Regarding Claim 13: Kim as modified teaches a light-emitting device as set forth in claim 1 as above. Kim further teaches wherein: a portion of the second covering part (110A) covers a portion of the second surface (see Kim, Fig.12 as shown above);
a groove (TH) is provided in the portion of the second covering part (110A) that covers the portion of the second surface (see Kim, Fig.12 as shown above);
the first conductive member (121) includes an exposed portion not covered with the second covering part (110A) in the groove (TH) (see Kim, Fig.12 as shown above); and
the exposed portion is electrically connected to the first metal film (111B) (see Kim, Fig.12 as shown above).
Regarding Claim 14: Kim as modified teaches a light-emitting device as set forth in claim 1 as above. Kim further teaches a light-emitting module (see Kim, Fig.7 as shown above), comprising:
the light-emitting device according to claim 1; a substrate (201) including a mounting surface (see Kim, Fig.7 as shown above), the substrate (201) comprising:
a first terminal (211) and a second terminal (213) positioned on the mounting surface (see Kim, Fig.7 as shown above); and
a first connection member (121) contacting the first terminal (211) and the first metal film (11B) (see Kim, Fig.7 as shown above);
wherein: the first metal film (111B) comprises a first portion covering the first conductive member (121), the first portion comprising a first region contacting the first connection member (121) (see Kim, Fig.7 as shown above);
the first metal film (111B) comprises a second portion covering the second covering part (110A), the second portion comprising a second region contacting the first connection member (121) (see Kim, Fig.7 as shown above).
Kim is silent upon explicitly disclosing wherein a first proportion of the first region in the first portion is greater than a second proportion of the second region in the second portion.

#### [Aim]
State whether each statement agrees with the claim analysis, giving yes or no and quoting the words of the analysis that decide it: (a) the groove (TH) lies in the portion of the second covering part (110A) that covers a portion of the second surface; (b) the first terminal (211) and the second terminal (213) sit on the mounting surface; (c) Kim explicitly discloses that the first proportion of the first region is greater than the second proportion of the second region. The entries after this passage come from a different source.

#### [Data excerpts]
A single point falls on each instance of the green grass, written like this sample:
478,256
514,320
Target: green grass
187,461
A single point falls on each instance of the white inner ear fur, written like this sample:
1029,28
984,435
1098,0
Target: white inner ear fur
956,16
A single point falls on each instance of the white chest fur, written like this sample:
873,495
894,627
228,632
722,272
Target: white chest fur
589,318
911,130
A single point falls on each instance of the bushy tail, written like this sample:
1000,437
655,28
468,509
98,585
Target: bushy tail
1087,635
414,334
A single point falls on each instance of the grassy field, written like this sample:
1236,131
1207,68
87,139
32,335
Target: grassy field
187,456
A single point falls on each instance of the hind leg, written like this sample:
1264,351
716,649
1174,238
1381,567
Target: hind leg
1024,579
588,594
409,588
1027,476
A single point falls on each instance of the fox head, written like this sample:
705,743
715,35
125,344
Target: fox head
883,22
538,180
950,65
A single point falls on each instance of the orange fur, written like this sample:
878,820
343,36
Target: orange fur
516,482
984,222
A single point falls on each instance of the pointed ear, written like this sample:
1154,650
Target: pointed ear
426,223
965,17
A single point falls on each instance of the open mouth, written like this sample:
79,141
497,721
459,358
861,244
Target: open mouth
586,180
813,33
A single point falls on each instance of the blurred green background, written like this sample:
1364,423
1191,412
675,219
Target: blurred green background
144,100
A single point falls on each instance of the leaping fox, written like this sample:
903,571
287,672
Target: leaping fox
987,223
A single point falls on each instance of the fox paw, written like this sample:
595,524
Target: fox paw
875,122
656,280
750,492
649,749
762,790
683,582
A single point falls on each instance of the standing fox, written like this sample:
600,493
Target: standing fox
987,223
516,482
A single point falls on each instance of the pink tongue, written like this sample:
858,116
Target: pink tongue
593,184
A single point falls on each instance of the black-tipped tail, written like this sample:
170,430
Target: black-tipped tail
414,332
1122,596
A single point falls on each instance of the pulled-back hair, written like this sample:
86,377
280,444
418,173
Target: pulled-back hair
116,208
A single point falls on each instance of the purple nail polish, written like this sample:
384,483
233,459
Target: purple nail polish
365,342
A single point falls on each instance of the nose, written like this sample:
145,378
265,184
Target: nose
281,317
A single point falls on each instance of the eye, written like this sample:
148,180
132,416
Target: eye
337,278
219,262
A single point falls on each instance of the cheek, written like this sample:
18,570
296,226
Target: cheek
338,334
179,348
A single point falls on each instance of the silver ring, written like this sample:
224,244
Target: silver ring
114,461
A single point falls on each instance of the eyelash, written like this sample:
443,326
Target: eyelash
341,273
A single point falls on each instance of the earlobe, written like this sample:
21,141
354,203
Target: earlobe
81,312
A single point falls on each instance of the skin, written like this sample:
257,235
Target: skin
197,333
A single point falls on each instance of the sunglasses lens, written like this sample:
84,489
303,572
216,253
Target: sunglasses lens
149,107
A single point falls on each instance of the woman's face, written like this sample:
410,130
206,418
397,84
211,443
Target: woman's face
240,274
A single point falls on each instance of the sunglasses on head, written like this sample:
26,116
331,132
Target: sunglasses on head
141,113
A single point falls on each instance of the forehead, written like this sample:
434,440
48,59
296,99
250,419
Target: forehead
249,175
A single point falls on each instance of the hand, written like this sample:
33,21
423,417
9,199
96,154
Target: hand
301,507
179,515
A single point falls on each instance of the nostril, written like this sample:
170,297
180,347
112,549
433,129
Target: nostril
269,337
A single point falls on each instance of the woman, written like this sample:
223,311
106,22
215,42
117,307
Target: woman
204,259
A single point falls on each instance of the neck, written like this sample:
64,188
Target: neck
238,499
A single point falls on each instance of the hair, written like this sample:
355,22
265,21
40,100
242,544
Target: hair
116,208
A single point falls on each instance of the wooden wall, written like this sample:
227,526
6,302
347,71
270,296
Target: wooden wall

#### [Task output]
(a) Yes: "a groove (TH) is provided in the portion of the second covering part (110A) that covers the portion of the second surface"
(b) Yes: "a first terminal (211) and a second terminal (213) positioned on the mounting surface"
(c) No: "Kim is silent upon explicitly disclosing wherein a first proportion of the first region in the first portion is greater than a second proportion of the second region in the second portion."